» **SUPPLIED ENTRIES**
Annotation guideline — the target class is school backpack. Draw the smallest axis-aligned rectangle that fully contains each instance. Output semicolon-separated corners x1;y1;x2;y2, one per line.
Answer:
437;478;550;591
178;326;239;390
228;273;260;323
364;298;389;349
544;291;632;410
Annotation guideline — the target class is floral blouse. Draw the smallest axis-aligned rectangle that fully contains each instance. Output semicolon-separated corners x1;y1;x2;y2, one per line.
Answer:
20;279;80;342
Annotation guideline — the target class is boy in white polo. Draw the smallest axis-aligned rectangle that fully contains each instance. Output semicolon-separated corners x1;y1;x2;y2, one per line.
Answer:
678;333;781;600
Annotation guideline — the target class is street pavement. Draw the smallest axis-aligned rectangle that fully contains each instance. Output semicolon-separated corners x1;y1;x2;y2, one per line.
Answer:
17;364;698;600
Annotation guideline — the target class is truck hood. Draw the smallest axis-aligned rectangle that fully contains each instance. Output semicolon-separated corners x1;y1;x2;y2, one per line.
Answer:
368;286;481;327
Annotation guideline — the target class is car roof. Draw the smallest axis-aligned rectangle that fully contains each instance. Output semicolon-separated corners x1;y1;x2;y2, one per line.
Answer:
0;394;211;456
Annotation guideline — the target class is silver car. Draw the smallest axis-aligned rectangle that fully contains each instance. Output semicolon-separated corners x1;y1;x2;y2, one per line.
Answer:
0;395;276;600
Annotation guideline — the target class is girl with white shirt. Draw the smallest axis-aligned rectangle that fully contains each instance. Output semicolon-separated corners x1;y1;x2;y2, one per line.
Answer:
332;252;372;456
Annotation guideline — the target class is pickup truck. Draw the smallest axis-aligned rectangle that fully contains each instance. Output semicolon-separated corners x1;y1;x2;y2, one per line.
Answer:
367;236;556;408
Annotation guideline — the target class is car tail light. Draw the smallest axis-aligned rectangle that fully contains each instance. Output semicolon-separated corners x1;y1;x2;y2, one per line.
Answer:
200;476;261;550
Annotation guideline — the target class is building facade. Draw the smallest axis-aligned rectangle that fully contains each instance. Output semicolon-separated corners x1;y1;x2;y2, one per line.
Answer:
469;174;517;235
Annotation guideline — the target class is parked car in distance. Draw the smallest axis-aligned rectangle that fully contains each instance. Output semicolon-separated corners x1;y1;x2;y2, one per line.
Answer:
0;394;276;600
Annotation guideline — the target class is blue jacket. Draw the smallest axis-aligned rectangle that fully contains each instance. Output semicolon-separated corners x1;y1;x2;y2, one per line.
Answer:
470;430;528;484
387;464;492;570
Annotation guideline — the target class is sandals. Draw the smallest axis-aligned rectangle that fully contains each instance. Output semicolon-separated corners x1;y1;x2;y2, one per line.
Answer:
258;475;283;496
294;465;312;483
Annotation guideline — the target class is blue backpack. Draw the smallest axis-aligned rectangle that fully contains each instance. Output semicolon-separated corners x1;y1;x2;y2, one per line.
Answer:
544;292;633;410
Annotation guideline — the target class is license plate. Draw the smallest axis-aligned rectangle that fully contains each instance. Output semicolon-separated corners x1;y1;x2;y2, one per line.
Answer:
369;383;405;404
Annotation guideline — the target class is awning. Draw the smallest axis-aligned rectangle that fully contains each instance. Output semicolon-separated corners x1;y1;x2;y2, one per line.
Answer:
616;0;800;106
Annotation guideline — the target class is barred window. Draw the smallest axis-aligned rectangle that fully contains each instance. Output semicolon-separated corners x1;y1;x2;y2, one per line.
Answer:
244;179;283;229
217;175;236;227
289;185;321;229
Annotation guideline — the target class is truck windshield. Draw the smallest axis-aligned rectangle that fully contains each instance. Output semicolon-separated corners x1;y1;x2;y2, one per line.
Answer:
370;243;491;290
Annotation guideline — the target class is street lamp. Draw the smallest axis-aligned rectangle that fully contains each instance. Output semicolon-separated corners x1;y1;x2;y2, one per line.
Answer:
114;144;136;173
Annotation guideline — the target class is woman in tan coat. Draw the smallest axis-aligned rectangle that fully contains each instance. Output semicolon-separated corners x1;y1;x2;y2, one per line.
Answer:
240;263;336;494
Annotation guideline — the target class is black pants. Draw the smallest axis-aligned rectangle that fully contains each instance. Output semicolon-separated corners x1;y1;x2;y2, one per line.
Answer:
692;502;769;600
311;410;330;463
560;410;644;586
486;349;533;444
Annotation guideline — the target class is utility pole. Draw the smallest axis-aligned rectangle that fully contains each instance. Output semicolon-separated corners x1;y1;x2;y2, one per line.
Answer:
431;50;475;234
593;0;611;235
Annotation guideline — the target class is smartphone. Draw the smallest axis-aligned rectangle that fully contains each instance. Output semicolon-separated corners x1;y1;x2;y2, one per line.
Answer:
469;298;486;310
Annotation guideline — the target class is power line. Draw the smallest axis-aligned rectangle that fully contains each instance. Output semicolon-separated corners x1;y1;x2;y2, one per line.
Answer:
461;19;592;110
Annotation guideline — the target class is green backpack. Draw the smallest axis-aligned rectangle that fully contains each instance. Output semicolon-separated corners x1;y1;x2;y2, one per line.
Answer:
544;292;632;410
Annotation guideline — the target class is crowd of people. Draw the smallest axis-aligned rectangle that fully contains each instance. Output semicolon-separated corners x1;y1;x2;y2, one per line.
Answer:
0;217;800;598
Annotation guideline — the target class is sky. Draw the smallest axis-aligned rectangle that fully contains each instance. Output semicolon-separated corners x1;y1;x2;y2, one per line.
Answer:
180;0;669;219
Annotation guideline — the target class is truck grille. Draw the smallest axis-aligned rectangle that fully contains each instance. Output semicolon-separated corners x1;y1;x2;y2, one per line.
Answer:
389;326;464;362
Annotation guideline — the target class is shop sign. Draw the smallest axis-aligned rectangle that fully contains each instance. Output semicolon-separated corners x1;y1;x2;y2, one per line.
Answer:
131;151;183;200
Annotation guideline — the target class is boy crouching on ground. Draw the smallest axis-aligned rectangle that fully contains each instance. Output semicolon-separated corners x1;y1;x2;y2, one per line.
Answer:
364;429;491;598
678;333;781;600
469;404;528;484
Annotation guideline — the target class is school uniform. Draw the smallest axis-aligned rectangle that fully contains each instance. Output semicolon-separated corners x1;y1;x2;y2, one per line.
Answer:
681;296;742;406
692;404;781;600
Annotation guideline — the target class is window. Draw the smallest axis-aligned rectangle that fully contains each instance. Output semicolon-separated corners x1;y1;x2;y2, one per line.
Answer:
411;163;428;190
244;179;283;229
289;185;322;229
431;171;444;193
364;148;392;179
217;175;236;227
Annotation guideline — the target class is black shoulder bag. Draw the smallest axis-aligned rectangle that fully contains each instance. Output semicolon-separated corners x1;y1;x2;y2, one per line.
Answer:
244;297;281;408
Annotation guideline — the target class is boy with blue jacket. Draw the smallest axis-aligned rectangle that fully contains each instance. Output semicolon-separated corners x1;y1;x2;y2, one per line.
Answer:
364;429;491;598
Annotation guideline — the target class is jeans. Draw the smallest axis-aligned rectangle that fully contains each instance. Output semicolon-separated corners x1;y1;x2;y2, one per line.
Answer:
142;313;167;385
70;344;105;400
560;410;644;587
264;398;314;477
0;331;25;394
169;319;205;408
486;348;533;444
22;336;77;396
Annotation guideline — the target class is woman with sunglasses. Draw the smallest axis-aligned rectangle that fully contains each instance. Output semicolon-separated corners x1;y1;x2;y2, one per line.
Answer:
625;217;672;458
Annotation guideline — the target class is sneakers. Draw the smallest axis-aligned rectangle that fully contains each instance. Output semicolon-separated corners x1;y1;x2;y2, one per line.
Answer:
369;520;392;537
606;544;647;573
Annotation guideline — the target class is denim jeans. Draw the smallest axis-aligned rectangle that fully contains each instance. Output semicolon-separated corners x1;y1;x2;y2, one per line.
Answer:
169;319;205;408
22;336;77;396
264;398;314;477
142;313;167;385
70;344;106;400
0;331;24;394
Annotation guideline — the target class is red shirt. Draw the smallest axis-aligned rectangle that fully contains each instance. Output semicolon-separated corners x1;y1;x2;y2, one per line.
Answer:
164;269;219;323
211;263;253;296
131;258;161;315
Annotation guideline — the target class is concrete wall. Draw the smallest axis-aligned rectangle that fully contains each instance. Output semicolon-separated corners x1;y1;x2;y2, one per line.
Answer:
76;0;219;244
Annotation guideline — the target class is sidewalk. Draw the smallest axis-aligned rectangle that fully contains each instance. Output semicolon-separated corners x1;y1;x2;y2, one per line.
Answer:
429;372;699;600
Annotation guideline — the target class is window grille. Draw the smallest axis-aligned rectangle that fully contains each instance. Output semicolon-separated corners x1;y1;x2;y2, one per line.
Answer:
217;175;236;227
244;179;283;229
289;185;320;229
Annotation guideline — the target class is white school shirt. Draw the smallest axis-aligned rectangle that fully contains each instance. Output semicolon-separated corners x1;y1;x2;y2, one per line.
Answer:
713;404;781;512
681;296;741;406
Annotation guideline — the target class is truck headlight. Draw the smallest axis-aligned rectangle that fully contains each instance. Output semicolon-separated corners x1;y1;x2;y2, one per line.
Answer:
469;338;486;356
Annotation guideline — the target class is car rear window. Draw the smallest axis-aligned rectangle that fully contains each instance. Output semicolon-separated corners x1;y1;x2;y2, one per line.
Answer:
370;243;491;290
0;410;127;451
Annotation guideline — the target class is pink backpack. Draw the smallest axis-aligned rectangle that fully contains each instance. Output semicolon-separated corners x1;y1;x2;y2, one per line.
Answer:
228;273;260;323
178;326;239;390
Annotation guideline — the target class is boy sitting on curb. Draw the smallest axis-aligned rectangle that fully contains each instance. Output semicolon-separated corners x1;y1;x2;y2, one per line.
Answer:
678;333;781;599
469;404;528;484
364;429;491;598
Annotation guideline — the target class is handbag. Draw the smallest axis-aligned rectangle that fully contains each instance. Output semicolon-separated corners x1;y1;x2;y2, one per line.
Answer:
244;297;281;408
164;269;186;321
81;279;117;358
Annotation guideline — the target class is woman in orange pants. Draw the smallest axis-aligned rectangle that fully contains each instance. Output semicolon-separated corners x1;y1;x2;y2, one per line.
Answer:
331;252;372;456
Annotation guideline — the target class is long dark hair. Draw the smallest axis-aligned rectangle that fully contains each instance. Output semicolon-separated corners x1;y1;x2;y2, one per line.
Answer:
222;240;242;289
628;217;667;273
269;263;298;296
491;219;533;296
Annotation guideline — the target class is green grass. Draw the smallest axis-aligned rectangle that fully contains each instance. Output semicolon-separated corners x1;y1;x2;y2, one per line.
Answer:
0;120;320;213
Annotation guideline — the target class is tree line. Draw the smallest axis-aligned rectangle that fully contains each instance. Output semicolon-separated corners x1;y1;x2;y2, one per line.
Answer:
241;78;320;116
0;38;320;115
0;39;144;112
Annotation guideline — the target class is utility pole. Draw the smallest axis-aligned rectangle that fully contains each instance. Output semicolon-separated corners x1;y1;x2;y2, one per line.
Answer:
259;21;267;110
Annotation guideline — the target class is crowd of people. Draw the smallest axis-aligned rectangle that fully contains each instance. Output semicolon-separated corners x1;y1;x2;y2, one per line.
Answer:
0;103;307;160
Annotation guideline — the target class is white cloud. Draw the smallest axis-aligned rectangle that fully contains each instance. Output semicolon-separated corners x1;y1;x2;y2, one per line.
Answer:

» **AIM OF THE EXERCISE**
Copy the material word for word, from its first line through the line containing "367;236;556;408", both ends included.

» **WRITTEN RESPONSE**
Annotation guideline — the target class is school backpack. Draw the smallest axis-aligned rectangle that fully contains each instance. Output semicolon-separated corners x1;y1;x2;y2, one per line.
Answer:
437;478;550;591
178;326;239;390
228;273;260;323
364;298;389;349
544;291;632;410
Annotation guideline — the target class is floral blouse. Draw the smallest axis-aligned rectangle that fully contains each instance. Output semicolon-separated corners x1;y1;x2;y2, one per line.
Answer:
20;279;80;342
Annotation guideline — the target class is boy in white polo. Draw the smallest axis-aligned rectangle that fully contains each instance. Output semicolon-separated corners x1;y1;x2;y2, one per line.
Answer:
678;333;781;600
Annotation guideline — the target class is street pavement. Draw the smallest axis-aligned rectangle that fully contains each instance. Output semicolon-separated corners x1;y1;x2;y2, one per line.
Answer:
17;364;698;600
Annotation guideline — the target class is truck hood. Draw the smallest axis-aligned rectangle that fully contains each instance. Output semicolon-separated corners x1;y1;x2;y2, one per line.
Answer:
368;286;481;327
Annotation guideline — the target class is car roof. Draw the smallest axis-aligned rectangle that fully contains each instance. Output semicolon-separated corners x1;y1;x2;y2, one per line.
Answer:
0;394;211;456
Annotation guideline — the target class is silver car. Draw the smallest axis-aligned rectangle that fully contains each instance. Output semicolon-separated corners x1;y1;x2;y2, one per line.
Answer:
0;395;276;600
Annotation guideline — the target class is girl with white shirt. Draw the smallest axis-aligned rectangle that fully contains each instance. Output semicolon-separated corners x1;y1;x2;y2, one per line.
Answer:
332;252;372;456
Annotation guideline — the target class is pickup truck. Draw the smallest axis-aligned rectangle that fully contains each instance. Output semicolon-separated corners x1;y1;x2;y2, one per line.
Answer:
367;236;556;408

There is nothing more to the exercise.